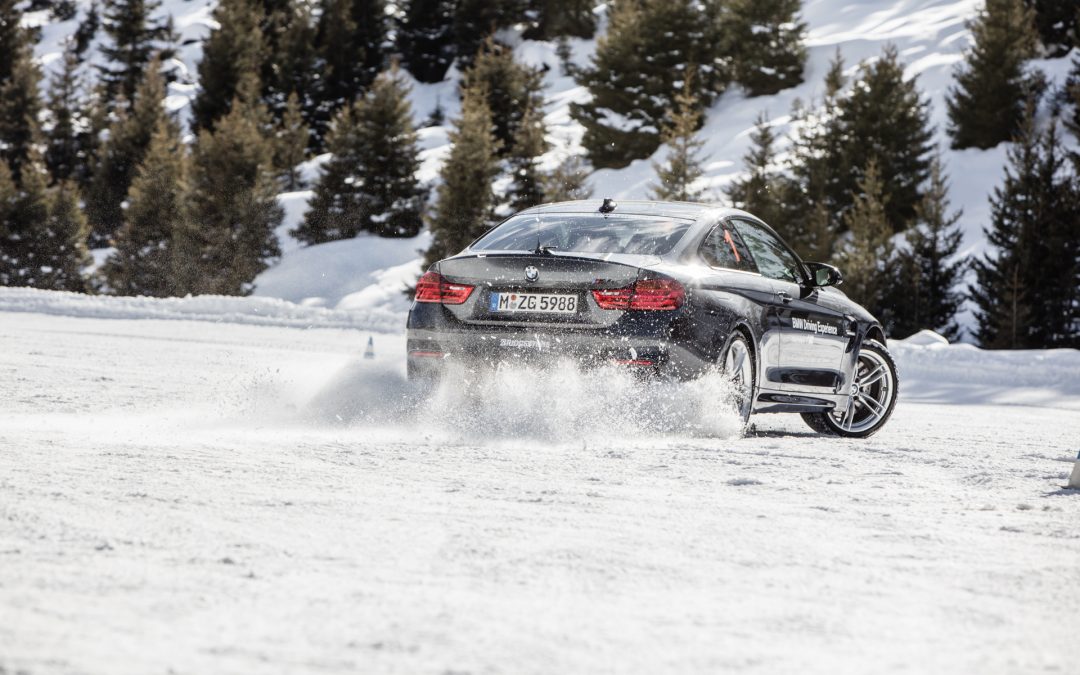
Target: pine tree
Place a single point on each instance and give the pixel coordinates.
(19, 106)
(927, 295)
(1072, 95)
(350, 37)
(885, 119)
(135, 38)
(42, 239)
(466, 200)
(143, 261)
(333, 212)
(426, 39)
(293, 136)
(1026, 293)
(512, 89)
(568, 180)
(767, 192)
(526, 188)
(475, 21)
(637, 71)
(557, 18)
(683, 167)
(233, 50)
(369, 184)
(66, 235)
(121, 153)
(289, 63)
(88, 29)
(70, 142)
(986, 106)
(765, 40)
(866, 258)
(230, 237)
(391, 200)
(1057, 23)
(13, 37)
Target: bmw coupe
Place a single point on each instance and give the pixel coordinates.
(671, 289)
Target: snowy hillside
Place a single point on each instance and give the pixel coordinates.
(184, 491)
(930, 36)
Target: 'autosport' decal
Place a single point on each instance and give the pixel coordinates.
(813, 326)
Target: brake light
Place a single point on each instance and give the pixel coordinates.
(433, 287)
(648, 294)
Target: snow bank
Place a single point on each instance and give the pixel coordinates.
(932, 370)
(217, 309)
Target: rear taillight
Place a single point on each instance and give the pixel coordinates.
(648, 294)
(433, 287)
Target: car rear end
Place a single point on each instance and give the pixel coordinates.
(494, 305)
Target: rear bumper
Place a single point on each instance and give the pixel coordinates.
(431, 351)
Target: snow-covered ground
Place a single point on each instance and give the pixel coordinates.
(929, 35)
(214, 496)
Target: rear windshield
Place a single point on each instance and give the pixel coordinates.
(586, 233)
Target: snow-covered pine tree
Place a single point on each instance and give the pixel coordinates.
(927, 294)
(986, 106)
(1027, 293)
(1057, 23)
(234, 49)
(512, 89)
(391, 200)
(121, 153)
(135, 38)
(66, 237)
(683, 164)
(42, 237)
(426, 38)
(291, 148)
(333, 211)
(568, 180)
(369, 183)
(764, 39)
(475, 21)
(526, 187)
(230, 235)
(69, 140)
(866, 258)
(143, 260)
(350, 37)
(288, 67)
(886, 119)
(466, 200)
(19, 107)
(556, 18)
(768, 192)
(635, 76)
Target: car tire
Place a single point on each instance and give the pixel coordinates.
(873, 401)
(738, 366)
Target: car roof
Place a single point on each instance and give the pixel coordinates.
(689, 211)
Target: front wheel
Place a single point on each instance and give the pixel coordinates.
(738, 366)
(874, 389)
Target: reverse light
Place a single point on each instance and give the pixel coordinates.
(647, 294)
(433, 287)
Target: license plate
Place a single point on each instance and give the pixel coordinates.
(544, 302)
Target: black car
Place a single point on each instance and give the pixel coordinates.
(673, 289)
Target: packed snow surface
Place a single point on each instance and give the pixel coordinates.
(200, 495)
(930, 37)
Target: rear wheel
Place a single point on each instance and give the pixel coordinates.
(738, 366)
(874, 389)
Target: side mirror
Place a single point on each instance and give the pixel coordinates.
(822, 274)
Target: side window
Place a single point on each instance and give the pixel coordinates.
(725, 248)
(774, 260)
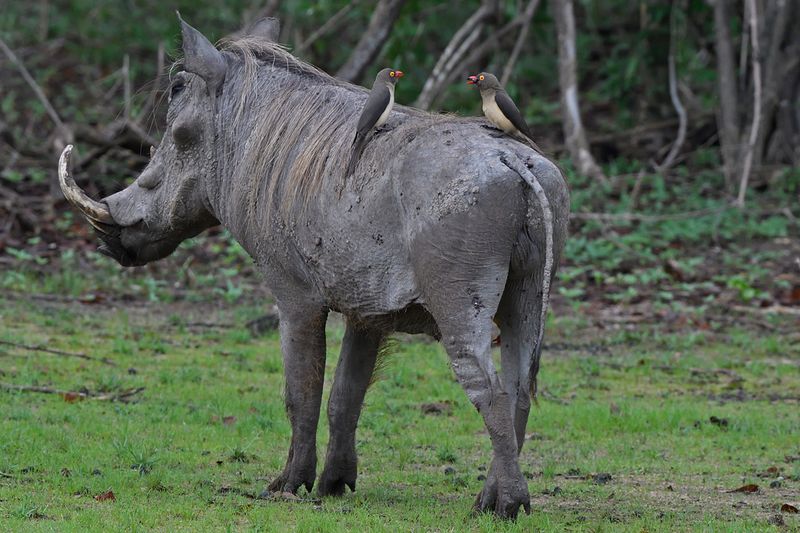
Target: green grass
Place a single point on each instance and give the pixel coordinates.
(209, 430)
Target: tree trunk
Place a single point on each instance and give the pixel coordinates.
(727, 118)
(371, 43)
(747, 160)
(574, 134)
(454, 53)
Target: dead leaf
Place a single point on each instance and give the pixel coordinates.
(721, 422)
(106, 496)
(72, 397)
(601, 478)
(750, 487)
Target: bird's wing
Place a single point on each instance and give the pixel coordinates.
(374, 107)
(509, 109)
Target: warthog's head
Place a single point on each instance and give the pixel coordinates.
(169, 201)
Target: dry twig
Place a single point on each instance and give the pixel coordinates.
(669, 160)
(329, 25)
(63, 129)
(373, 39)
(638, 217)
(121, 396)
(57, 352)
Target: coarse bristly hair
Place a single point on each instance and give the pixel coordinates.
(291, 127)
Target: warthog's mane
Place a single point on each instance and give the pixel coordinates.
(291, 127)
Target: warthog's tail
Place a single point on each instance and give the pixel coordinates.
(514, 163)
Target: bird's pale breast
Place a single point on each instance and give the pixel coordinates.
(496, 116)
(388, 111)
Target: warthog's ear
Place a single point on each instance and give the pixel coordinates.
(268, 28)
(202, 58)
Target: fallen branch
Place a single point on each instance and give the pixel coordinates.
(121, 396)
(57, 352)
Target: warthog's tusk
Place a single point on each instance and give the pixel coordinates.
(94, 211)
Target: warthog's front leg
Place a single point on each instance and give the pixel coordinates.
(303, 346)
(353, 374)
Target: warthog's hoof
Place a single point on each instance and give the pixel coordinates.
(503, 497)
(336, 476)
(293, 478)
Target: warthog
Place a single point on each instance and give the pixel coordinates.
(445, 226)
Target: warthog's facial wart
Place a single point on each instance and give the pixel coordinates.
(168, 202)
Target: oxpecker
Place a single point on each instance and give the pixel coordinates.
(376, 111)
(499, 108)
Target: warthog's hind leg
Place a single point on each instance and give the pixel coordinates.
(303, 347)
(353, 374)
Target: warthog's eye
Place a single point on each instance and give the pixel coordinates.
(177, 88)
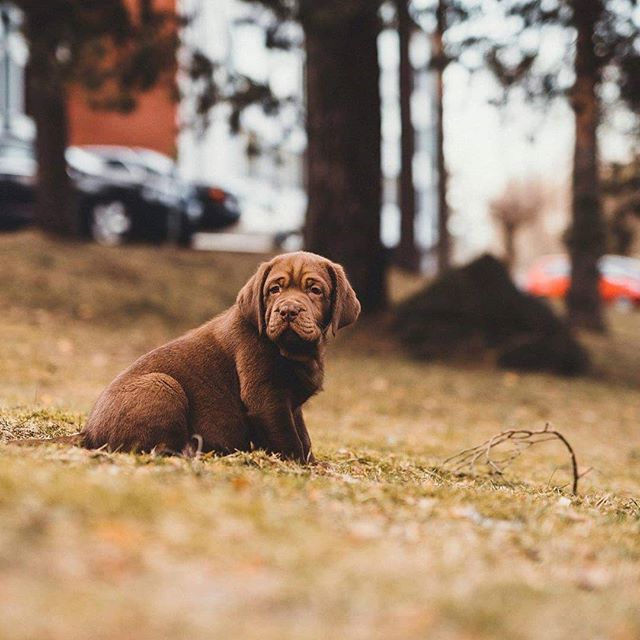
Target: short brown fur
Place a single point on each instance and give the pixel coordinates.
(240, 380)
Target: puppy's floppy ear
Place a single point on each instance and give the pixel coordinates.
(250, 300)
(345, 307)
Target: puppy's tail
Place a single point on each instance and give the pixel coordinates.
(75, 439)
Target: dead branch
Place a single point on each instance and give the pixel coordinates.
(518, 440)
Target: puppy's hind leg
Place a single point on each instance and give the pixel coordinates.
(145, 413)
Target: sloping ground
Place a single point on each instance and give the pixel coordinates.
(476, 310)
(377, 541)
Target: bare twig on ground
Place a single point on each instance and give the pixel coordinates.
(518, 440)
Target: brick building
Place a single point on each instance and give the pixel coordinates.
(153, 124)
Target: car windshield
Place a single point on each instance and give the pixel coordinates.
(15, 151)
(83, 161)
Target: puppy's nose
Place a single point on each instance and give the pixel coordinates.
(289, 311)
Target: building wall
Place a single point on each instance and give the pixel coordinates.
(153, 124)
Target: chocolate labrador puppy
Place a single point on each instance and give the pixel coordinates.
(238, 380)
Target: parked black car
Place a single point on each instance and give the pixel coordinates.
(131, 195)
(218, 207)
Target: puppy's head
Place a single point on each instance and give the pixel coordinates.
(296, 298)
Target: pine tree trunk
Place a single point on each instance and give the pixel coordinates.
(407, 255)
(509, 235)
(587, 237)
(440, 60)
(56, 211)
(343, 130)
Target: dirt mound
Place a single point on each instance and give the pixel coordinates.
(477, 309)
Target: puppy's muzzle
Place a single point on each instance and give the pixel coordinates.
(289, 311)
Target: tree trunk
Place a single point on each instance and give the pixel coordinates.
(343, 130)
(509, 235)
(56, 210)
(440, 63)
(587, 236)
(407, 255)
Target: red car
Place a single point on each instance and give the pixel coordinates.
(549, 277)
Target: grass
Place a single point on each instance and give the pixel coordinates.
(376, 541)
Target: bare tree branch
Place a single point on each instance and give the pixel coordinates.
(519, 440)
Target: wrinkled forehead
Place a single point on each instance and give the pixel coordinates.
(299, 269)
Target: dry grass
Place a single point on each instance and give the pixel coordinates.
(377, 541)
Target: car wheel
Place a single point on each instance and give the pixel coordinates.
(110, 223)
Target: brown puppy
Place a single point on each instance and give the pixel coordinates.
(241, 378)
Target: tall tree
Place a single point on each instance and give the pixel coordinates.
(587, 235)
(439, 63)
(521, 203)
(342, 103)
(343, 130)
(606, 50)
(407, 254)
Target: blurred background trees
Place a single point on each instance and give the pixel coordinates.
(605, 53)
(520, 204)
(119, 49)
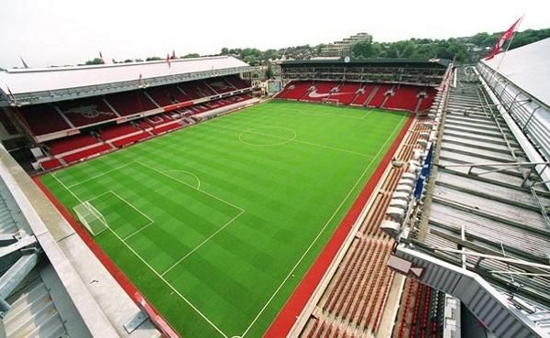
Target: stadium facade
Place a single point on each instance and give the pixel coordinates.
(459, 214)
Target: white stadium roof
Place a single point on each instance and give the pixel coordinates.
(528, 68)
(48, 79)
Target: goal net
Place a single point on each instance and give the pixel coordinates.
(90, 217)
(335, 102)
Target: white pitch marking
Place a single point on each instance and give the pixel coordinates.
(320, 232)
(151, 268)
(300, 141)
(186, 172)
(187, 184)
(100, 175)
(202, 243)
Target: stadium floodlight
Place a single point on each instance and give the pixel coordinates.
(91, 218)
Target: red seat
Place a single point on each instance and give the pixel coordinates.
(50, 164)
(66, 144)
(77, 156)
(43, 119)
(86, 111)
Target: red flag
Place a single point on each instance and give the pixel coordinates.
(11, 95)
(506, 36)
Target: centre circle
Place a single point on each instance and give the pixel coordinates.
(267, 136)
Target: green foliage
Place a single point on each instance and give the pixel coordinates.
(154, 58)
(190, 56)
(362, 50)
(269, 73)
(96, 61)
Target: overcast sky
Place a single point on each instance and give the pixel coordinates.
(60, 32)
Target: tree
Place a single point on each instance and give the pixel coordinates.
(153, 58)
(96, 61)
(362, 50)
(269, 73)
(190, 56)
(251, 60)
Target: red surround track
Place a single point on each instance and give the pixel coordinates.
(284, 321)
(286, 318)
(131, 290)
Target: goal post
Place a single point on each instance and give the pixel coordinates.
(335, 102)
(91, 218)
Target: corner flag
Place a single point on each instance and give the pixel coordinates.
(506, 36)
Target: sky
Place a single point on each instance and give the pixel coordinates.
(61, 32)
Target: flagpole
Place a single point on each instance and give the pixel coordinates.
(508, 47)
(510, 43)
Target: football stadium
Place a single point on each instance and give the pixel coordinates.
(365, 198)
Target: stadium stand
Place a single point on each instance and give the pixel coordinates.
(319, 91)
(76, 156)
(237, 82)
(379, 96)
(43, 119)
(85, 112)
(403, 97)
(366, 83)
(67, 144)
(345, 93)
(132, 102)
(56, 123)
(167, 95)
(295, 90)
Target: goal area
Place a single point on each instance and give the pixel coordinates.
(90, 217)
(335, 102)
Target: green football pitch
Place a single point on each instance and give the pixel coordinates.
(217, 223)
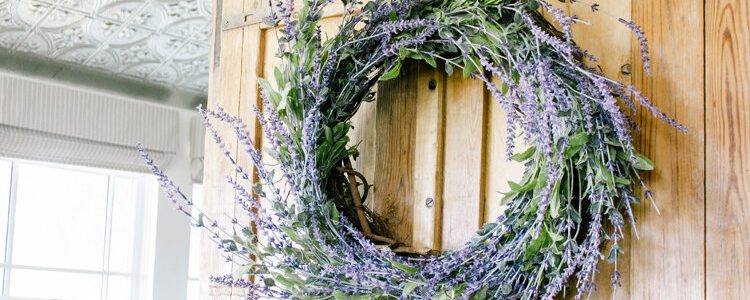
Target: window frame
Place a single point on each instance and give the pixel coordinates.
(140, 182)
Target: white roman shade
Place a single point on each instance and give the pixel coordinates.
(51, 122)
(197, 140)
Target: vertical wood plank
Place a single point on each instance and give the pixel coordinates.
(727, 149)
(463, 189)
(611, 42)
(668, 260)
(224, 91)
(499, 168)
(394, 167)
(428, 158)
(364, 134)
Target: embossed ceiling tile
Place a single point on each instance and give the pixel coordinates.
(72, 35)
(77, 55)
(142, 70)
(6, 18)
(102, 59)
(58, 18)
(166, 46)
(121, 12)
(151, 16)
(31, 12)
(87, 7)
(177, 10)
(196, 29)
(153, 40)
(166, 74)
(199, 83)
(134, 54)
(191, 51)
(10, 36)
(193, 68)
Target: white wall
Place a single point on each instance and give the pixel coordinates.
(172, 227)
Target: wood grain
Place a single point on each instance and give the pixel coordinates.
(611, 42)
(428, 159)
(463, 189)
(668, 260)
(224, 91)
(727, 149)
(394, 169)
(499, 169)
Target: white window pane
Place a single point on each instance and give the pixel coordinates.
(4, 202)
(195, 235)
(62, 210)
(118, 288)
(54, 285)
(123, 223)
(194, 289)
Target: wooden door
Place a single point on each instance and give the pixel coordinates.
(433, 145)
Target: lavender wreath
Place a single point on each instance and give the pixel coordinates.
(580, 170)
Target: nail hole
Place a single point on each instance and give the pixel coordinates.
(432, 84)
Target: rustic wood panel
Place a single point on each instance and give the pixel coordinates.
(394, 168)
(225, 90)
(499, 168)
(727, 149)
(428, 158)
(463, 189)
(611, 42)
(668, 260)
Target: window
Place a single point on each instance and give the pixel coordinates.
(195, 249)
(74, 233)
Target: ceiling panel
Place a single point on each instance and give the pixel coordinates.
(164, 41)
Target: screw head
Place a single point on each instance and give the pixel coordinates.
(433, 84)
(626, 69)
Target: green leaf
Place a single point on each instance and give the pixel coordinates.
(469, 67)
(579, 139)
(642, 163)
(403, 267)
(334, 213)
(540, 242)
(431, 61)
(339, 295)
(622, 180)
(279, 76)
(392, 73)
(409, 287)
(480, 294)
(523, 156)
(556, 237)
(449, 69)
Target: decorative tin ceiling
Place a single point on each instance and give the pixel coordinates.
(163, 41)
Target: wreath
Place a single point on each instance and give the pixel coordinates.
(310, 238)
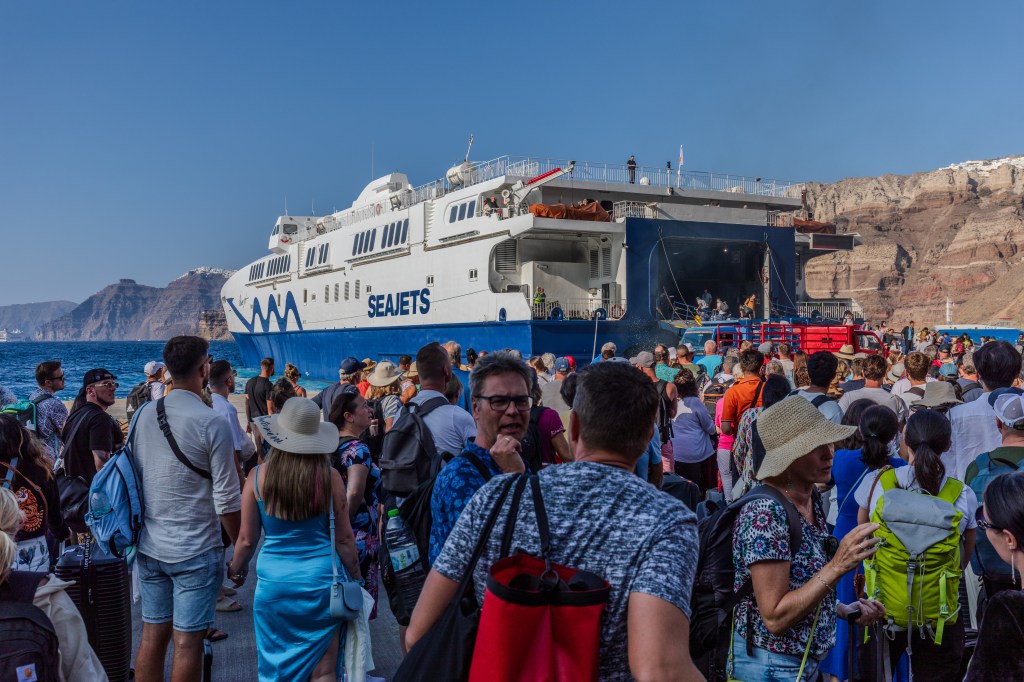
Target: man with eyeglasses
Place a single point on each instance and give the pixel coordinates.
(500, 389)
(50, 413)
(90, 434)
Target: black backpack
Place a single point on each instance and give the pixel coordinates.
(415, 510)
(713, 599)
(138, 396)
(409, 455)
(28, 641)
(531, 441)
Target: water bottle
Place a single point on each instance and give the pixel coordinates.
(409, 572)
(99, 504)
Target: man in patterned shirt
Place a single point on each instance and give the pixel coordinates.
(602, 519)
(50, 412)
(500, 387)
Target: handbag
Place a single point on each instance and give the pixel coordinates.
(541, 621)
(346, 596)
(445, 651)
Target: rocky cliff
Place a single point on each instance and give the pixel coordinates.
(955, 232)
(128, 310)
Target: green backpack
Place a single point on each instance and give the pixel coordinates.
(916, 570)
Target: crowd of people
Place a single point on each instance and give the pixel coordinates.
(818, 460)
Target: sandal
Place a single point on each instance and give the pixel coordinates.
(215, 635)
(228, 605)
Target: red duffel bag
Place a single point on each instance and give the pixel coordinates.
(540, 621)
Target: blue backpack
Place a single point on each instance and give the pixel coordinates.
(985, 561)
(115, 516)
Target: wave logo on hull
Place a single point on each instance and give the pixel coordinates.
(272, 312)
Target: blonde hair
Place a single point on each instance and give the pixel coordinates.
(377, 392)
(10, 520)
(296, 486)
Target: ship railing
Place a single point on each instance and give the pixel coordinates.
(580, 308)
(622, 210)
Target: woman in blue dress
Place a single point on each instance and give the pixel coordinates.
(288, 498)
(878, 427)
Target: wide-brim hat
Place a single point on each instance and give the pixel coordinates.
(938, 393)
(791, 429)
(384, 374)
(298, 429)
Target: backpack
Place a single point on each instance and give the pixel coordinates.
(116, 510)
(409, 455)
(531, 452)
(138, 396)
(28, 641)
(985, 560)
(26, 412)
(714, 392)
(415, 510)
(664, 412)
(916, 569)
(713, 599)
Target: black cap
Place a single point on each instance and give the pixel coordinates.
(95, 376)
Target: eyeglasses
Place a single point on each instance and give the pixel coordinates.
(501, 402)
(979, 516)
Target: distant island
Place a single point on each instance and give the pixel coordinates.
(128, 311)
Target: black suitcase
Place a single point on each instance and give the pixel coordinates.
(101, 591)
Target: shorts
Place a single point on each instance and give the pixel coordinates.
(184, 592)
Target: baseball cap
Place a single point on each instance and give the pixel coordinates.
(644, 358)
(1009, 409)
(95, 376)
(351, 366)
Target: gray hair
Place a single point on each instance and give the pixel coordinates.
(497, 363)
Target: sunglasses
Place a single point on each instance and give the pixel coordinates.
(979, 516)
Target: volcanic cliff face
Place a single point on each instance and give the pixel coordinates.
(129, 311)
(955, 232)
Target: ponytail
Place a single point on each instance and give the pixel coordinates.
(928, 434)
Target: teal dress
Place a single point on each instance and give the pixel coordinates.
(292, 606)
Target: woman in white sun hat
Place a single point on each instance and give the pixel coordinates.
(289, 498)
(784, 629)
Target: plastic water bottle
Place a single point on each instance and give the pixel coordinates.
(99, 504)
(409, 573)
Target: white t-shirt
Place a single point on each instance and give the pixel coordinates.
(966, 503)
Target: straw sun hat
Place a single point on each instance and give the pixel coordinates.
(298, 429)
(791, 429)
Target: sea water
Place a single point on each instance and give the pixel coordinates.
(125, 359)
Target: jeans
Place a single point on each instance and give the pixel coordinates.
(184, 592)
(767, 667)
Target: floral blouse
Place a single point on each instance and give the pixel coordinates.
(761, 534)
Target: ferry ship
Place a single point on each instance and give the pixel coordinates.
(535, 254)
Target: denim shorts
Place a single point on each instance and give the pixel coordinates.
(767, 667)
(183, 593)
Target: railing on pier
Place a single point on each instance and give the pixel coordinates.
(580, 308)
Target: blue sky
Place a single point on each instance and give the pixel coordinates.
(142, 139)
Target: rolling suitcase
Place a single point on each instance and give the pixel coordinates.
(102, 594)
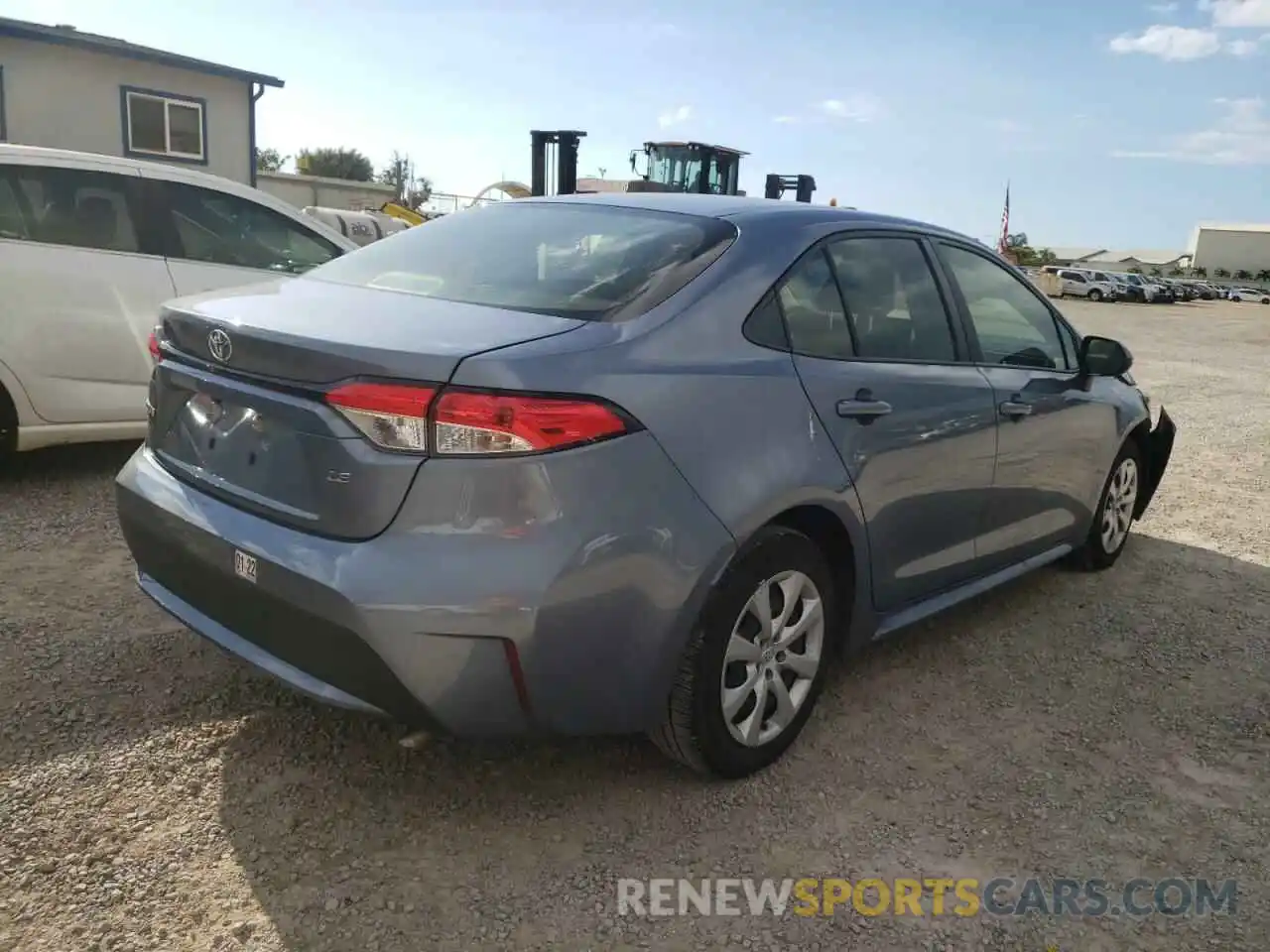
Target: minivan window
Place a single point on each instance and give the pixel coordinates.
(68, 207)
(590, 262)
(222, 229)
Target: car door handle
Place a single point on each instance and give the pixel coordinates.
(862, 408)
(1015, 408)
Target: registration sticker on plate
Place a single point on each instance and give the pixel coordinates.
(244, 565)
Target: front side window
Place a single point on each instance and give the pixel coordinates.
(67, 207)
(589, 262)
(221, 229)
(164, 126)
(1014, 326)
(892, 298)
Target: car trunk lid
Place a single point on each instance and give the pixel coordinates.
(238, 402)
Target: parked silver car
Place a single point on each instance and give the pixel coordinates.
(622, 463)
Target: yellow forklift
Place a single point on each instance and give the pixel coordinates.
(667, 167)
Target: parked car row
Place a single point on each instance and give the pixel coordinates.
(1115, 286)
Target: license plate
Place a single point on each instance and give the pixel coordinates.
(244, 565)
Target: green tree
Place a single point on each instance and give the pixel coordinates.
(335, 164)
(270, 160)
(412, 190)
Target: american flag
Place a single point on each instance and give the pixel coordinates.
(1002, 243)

SET EXERCISE: Reproduce verbatim, and only, the lines starting at the one that contains "Target: rolling suitcase" and ending with the final line of the records; leave out the pictures.

RESULT:
Target: rolling suitcase
Place a single point on each instance and give the pixel coordinates.
(102, 594)
Target: minivan window
Place a single point on each instance and give the pixel coordinates.
(68, 207)
(590, 262)
(222, 229)
Target: car door handle
Place a single point on each instance and give the pixel coordinates.
(862, 408)
(1015, 408)
Target: registration sticker on plate
Place a single point on each instance and give the pixel coordinates.
(244, 565)
Target: front side window
Place a single point on each instance and give the pixel coordinates.
(67, 207)
(589, 262)
(221, 229)
(164, 126)
(1014, 326)
(892, 298)
Target: car trunk lid
Place a single point on each instance and give the pixel coordinates.
(238, 402)
Target: parked silver car
Place a single point on each instance and give the pixel coordinates.
(622, 463)
Target: yellow forklift
Place a single point on each instance and give the pixel coordinates.
(667, 167)
Target: parked car row
Place a single point on each instance and give the pixel coordinates.
(1115, 286)
Target: license plate
Place a single point on each instance and give the pixel coordinates.
(244, 565)
Target: green tree
Place a single point on each instance and give the pixel coordinates.
(335, 164)
(270, 160)
(412, 190)
Target: american flag
Place a single point on each instance and give the pixel coordinates.
(1002, 243)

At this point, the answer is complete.